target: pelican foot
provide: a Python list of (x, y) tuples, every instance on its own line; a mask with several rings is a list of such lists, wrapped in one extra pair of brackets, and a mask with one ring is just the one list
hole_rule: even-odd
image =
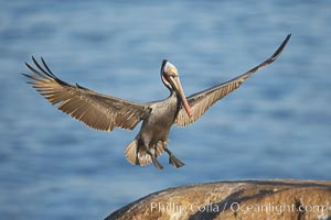
[(173, 154), (169, 155), (169, 164), (171, 164), (175, 168), (179, 168), (179, 167), (182, 167), (185, 165), (183, 162), (181, 162), (179, 158), (177, 158)]
[(162, 169), (163, 166), (162, 166), (162, 164), (161, 164), (160, 162), (158, 162), (156, 155), (152, 154), (150, 151), (147, 151), (147, 153), (150, 155), (150, 157), (151, 157), (151, 160), (152, 160), (152, 162), (153, 162), (153, 165), (154, 165), (157, 168)]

## Work to complete:
Reproduce the records with "instance" swapped for "object" and everything else left unchanged. Omit the pictures from your answer.

## Reply to the task:
target: pelican foot
provide: a Python list of (x, y) tuples, every object on its own line; a mask with several rings is a list of such lists, wrapped in one extra pair of brackets, and a mask with one ring is just the one list
hole_rule: even-odd
image =
[(173, 154), (169, 155), (169, 164), (171, 164), (175, 168), (179, 168), (179, 167), (182, 167), (185, 165), (183, 162), (181, 162), (179, 158), (177, 158)]
[(162, 169), (163, 166), (162, 166), (162, 164), (161, 164), (160, 162), (158, 162), (156, 155), (152, 154), (150, 151), (147, 151), (147, 153), (150, 155), (150, 157), (151, 157), (151, 160), (152, 160), (152, 162), (153, 162), (153, 165), (154, 165), (157, 168)]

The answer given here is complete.